>> Start INFORMATION PROVIDED

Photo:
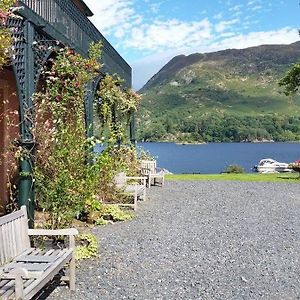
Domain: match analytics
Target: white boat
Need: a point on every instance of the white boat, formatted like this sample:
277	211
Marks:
269	165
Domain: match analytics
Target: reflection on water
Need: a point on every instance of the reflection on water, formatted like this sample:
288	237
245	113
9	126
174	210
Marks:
215	157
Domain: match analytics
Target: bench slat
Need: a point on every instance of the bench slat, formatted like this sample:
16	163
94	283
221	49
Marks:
24	270
36	258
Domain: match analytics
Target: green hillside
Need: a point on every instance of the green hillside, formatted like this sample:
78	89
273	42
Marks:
230	95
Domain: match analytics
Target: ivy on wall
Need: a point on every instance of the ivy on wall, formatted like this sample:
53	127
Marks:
6	41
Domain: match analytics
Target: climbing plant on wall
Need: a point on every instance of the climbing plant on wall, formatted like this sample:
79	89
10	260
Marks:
115	108
64	180
5	33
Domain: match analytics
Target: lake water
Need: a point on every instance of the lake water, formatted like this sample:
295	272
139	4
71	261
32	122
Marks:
215	157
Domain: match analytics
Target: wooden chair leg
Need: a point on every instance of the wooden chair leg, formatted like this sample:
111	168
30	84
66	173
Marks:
72	273
72	265
19	287
135	201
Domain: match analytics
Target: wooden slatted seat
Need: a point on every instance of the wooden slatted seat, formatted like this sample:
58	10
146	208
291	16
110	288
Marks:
24	270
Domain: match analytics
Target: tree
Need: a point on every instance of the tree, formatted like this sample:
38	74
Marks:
291	80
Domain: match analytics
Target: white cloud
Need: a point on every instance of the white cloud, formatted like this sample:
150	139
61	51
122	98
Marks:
223	25
281	36
144	69
169	34
113	16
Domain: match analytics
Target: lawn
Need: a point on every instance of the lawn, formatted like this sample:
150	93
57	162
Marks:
287	177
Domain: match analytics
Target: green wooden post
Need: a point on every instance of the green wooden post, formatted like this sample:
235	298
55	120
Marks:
132	129
26	186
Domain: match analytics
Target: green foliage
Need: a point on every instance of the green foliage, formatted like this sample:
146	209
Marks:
234	169
291	81
226	96
87	248
64	180
115	109
5	34
114	213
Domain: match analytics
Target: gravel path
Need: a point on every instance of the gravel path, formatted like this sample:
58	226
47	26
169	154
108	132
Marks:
200	240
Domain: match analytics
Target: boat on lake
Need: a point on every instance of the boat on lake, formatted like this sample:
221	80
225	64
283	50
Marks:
269	165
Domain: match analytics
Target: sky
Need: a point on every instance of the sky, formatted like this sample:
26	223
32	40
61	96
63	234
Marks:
148	33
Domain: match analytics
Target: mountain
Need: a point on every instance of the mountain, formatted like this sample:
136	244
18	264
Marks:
230	95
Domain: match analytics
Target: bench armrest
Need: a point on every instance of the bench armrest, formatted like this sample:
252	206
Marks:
51	232
142	178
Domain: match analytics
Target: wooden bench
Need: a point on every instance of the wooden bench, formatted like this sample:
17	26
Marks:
137	189
150	170
24	270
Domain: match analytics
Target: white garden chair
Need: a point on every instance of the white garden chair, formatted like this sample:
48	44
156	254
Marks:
153	174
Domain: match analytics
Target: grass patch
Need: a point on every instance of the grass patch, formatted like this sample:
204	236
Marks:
255	177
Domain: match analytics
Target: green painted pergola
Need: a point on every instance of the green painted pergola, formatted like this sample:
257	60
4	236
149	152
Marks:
45	24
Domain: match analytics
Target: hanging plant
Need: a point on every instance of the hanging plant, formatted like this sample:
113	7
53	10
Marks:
115	109
6	41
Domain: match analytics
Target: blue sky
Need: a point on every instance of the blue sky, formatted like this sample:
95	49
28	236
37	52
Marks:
148	33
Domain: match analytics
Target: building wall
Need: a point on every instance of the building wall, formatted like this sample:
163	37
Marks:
9	106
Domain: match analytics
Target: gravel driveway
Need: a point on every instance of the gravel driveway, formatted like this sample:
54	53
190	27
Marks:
200	240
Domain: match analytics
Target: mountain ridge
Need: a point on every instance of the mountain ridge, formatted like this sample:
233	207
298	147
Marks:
220	87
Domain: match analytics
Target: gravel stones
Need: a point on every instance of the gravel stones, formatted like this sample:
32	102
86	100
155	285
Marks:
200	240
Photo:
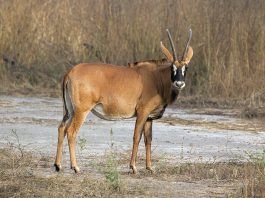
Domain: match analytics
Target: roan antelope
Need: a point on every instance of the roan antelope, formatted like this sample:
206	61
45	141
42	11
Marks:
142	90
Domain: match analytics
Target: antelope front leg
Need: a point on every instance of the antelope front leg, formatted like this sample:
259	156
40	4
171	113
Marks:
61	135
136	139
147	141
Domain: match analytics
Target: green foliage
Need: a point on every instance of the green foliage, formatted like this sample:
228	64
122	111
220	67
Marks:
38	43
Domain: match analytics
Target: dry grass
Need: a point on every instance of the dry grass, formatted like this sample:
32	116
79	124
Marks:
29	175
40	40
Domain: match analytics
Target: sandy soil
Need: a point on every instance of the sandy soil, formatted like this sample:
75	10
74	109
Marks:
182	136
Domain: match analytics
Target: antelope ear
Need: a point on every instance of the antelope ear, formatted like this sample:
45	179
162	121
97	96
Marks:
188	55
166	52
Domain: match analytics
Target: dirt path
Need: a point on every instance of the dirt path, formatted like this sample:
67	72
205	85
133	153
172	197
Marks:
182	136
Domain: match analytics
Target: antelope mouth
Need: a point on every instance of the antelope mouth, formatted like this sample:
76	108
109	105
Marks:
179	85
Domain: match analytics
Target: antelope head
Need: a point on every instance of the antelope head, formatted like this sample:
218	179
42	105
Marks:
178	67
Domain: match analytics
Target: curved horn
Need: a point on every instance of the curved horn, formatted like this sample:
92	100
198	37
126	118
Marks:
172	46
187	45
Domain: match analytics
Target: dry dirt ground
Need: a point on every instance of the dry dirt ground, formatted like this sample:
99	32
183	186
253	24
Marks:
196	153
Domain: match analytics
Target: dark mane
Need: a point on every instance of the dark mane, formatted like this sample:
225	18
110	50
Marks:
157	62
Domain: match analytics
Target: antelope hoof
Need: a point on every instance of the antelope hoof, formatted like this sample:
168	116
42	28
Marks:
150	169
133	169
57	167
76	169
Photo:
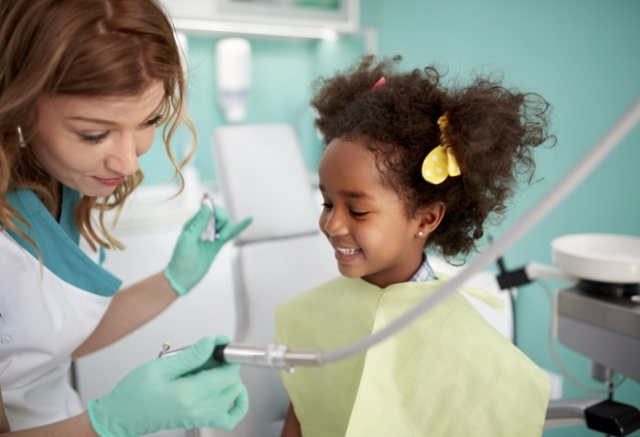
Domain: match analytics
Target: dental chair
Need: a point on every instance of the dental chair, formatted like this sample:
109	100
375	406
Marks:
262	173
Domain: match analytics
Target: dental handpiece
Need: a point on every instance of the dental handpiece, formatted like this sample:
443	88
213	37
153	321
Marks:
275	356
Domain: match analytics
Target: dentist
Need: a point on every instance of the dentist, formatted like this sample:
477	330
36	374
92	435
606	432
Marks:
83	86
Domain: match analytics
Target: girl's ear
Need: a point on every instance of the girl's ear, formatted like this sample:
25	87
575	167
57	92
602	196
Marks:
430	217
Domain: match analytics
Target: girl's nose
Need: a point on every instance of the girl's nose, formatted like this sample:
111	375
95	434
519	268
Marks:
333	224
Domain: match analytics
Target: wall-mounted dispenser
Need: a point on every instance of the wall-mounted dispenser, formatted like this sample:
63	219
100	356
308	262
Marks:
233	73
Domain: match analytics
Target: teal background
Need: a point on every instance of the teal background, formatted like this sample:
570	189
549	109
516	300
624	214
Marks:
583	56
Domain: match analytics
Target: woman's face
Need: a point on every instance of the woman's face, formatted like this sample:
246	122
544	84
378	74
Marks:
90	144
365	221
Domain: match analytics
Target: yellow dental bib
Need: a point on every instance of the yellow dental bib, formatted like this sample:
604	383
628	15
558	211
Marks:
449	373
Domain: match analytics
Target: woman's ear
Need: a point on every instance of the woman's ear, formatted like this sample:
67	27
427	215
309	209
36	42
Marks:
430	217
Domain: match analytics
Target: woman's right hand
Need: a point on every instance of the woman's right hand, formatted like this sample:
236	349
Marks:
181	391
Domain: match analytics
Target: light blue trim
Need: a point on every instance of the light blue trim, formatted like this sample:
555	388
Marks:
58	242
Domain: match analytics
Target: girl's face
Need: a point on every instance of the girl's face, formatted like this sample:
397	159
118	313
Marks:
366	222
90	144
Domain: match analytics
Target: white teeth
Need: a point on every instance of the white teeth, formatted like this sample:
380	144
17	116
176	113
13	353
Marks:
346	251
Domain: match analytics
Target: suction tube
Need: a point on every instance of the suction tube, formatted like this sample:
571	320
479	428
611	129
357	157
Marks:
279	356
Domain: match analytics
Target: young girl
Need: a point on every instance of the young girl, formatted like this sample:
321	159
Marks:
412	165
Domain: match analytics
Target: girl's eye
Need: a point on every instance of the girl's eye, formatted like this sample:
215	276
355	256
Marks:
96	139
154	121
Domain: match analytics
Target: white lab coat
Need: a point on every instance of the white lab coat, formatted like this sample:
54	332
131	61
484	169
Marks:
46	311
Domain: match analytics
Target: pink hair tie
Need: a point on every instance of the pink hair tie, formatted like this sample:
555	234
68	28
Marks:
379	83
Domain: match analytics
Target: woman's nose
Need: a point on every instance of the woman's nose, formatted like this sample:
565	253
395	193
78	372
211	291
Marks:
124	159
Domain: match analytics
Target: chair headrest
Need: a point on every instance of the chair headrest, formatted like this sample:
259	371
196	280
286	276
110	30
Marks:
262	173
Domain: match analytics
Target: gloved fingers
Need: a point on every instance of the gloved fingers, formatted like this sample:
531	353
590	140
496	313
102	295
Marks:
193	358
228	231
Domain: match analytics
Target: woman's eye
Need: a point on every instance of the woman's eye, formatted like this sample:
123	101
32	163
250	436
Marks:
96	139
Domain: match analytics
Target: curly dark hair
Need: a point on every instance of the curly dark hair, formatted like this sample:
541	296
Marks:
492	130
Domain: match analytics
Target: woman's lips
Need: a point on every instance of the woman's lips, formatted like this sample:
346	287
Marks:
111	182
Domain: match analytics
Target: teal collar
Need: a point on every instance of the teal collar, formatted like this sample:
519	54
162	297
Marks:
59	242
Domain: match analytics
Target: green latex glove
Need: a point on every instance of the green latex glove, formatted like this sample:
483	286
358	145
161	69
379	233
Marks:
192	257
182	391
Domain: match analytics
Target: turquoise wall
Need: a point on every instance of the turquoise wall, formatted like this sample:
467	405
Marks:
584	57
581	55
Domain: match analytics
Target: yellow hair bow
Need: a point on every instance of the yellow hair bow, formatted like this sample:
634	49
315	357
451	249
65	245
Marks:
441	162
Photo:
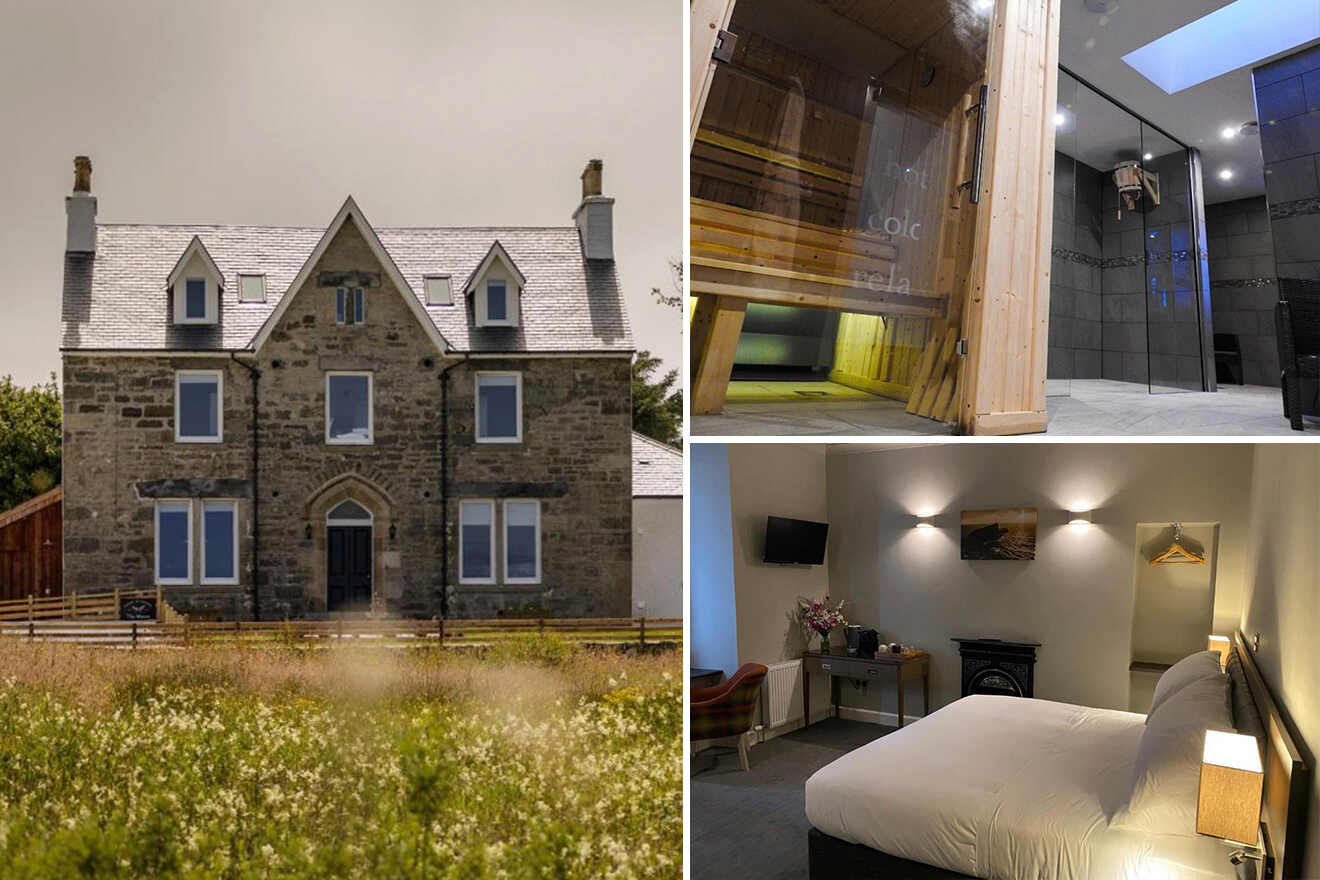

>> End INFORMATION PROVIDED

■ **SHORT TASK**: How many lines in the material above contain the string "cloud"? Case counts. Reply with the number only.

■ **EXERCISE RESPONSE**: 2